**WORK INSTRUCTION**. Repeat all of the data precisely.
** DATASET RECORDS follows **
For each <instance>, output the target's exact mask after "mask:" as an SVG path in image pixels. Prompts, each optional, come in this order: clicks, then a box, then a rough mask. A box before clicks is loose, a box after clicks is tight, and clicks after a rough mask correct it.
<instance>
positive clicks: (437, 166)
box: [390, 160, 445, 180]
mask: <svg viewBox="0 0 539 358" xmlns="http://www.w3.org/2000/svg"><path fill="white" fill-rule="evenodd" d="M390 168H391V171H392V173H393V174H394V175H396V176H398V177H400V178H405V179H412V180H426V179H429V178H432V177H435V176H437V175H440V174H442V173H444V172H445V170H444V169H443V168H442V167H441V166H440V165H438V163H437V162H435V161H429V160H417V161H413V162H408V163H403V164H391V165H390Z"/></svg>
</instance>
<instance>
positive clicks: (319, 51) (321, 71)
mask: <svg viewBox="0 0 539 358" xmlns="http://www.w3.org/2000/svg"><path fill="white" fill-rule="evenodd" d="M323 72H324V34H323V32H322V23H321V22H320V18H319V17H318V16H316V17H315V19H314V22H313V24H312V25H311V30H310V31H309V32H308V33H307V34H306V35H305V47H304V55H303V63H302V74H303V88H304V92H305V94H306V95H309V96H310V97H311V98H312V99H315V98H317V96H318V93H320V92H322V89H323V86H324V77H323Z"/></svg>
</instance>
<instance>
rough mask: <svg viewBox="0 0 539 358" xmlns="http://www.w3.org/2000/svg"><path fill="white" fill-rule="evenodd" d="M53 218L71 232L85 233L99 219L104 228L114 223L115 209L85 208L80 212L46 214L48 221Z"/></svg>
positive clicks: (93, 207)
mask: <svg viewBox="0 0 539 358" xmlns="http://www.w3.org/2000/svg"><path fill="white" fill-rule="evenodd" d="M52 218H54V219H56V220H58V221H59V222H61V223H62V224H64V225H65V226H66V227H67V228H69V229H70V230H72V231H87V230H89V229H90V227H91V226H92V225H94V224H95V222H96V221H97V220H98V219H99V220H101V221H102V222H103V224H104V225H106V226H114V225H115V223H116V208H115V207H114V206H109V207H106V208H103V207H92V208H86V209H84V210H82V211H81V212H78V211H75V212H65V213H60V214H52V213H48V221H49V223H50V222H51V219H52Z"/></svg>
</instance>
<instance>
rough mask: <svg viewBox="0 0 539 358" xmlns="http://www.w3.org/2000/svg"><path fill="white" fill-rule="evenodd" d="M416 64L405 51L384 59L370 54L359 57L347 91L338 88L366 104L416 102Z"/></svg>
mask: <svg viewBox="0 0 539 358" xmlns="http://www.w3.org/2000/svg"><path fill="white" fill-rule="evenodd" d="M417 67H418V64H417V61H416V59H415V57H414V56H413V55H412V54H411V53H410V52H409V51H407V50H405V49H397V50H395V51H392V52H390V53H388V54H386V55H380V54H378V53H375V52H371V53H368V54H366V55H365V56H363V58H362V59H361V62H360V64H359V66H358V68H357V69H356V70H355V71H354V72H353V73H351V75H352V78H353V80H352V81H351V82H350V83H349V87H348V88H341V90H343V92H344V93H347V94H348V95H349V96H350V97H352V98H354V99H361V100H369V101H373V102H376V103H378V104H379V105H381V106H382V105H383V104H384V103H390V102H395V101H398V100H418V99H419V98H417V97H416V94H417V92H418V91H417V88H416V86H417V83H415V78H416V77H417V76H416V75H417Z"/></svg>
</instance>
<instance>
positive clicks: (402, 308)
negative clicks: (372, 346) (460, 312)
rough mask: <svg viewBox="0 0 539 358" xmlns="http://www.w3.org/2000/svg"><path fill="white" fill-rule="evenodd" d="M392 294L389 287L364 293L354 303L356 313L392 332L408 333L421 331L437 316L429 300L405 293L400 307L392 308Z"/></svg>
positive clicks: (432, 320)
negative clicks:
** End of DATASET RECORDS **
**WRITTEN ANSWER**.
For each <instance>, output the target's exact mask after "mask:" as an SVG path in image pixels. Prompts, each optional, come in this order: clicks, then a box, then a rough mask. A box before clicks is loose, a box after clicks is tight, and clicks after a rough mask correct it.
<instance>
positive clicks: (437, 166)
box: [390, 160, 445, 180]
mask: <svg viewBox="0 0 539 358" xmlns="http://www.w3.org/2000/svg"><path fill="white" fill-rule="evenodd" d="M390 168H391V171H392V173H393V174H394V175H396V176H398V177H400V178H405V179H412V180H426V179H429V178H432V177H435V176H437V175H440V174H442V173H444V172H445V170H444V169H443V168H442V167H441V166H440V165H438V163H437V162H435V161H429V160H417V161H413V162H408V163H403V164H391V165H390Z"/></svg>
</instance>
<instance>
positive clicks: (319, 51) (321, 71)
mask: <svg viewBox="0 0 539 358" xmlns="http://www.w3.org/2000/svg"><path fill="white" fill-rule="evenodd" d="M323 72H324V34H323V32H322V23H321V22H320V18H319V17H318V16H316V17H315V19H314V22H313V24H312V25H311V30H310V31H309V32H308V33H307V34H306V35H305V47H304V55H303V63H302V74H303V88H304V92H305V94H306V95H309V96H310V97H311V98H312V99H315V98H317V96H318V93H320V92H322V89H323V86H324V77H323Z"/></svg>
</instance>
<instance>
rough mask: <svg viewBox="0 0 539 358" xmlns="http://www.w3.org/2000/svg"><path fill="white" fill-rule="evenodd" d="M53 218L71 232L85 233L99 219L104 228L114 223L115 209L85 208L80 212L46 214L48 221Z"/></svg>
positive clicks: (93, 207)
mask: <svg viewBox="0 0 539 358" xmlns="http://www.w3.org/2000/svg"><path fill="white" fill-rule="evenodd" d="M52 218H54V219H56V220H58V221H59V222H61V223H62V224H64V225H65V226H66V227H67V228H69V229H70V230H72V231H87V230H89V229H90V227H91V226H92V225H94V224H95V222H96V221H97V220H98V219H99V220H101V221H102V222H103V224H104V225H106V226H114V225H115V223H116V208H115V207H114V206H109V207H106V208H103V207H92V208H86V209H84V210H82V211H81V212H78V211H75V212H65V213H60V214H52V213H48V221H49V223H50V222H51V219H52Z"/></svg>
</instance>
<instance>
rough mask: <svg viewBox="0 0 539 358" xmlns="http://www.w3.org/2000/svg"><path fill="white" fill-rule="evenodd" d="M416 64L405 51L384 59L370 54L359 57L347 91L338 88L366 104L416 102Z"/></svg>
mask: <svg viewBox="0 0 539 358" xmlns="http://www.w3.org/2000/svg"><path fill="white" fill-rule="evenodd" d="M417 67H418V64H417V61H416V59H415V57H414V56H413V55H412V54H411V53H410V52H409V51H407V50H405V49H397V50H395V51H392V52H390V53H388V54H386V55H380V54H378V53H375V52H371V53H368V54H366V55H365V56H363V58H362V59H361V62H360V64H359V66H358V68H357V69H356V70H355V71H354V72H353V73H351V75H352V78H353V80H352V81H351V82H350V83H349V87H348V88H341V90H343V92H344V93H347V94H348V95H349V96H350V97H352V98H354V99H361V100H369V101H373V102H376V103H378V104H379V105H381V106H382V105H383V104H384V103H390V102H395V101H398V100H418V99H419V98H417V97H416V94H417V92H418V91H417V88H416V86H417V83H415V78H416V77H417V76H416V75H417Z"/></svg>
</instance>
<instance>
positive clicks: (402, 308)
negative clicks: (372, 346) (460, 312)
rough mask: <svg viewBox="0 0 539 358" xmlns="http://www.w3.org/2000/svg"><path fill="white" fill-rule="evenodd" d="M392 294L389 287L364 293L354 303L356 313L392 332L408 333L421 331L437 316L429 300L405 293L400 307L392 308Z"/></svg>
positive clicks: (432, 320)
negative clicks:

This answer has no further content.